## begin INFORMATION SUPPLIED

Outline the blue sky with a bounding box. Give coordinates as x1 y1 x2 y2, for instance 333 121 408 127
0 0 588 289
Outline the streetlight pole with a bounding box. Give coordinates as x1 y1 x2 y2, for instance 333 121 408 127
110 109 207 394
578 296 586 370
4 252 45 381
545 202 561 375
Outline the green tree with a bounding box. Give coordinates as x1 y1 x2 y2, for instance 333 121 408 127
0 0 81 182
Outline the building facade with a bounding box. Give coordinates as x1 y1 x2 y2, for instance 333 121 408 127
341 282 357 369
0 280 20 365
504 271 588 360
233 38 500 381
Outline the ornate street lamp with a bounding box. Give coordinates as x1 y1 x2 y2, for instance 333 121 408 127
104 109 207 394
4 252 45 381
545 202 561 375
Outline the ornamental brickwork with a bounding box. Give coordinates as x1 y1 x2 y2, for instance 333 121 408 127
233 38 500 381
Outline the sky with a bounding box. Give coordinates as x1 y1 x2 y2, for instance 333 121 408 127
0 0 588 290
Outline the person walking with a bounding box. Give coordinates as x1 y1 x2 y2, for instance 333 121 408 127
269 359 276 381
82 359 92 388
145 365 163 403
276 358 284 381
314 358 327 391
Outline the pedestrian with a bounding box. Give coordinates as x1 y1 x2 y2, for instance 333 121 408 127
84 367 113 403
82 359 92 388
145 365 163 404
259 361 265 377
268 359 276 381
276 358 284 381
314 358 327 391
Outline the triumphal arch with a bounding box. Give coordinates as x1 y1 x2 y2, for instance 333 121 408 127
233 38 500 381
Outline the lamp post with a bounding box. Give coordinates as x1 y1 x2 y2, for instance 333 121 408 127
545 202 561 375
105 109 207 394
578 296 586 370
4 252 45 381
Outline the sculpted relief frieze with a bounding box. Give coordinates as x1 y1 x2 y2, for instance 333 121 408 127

## end INFORMATION SUPPLIED

### WORK INSTRUCTIONS
Can you transcribe all of the lines above word for word, without changing anything?

### THE OUTPUT
Outline the blue sky with a bounding box. Give coordinates as x1 y1 x2 y2, for instance 333 121 408 127
0 0 588 289
Outline the streetlight pole with a bounding box. Give coordinates as x1 y1 x2 y2, for instance 333 121 408 127
110 109 207 394
578 296 586 370
4 252 45 381
545 202 561 375
Outline the green tree with a bounding box. Give coordinates as x1 y1 x2 y2, for instance 333 121 408 127
0 0 81 182
Outline the building facade with a bounding box. Give coordinates as x1 y1 x2 y2, for instance 333 121 408 127
341 282 357 369
0 280 20 365
504 271 588 360
233 38 500 381
Outline the ornate street lamp with a bounding box. Give coordinates as x1 y1 x2 y2, for instance 333 121 408 127
104 109 207 394
4 252 45 381
545 202 561 375
Outline the ornamental brickwork with a bounding box. Give coordinates as x1 y1 x2 y2, for instance 333 121 408 127
233 38 500 381
Outline the sky with a bounding box. Give coordinates as x1 y1 x2 y2, for instance 333 121 408 127
0 0 588 290
Outline the person walking with a bounding box. Give coordinates as x1 y1 x2 y2, for instance 333 121 408 127
269 359 276 381
82 359 92 388
145 365 163 403
276 358 284 381
314 358 327 391
Outline the pedestrian with a bounding box. Give coordinates as x1 y1 x2 y2, for instance 333 121 408 127
84 367 113 403
82 359 92 388
145 365 163 404
259 361 265 377
268 359 276 381
276 358 284 381
314 358 327 391
Outline the triumphal arch with a bounding box. Give coordinates as x1 y1 x2 y2, for instance 333 121 408 127
233 38 500 381
Outline the lamp post with a bounding box. Give coordinates as x1 y1 x2 y2, for instance 333 121 408 127
545 202 561 375
105 109 207 394
578 296 586 370
4 252 45 381
Outline the sculpted relief frieze with a bounding box. Give coordinates as x1 y1 x2 y2, for instance 333 121 408 127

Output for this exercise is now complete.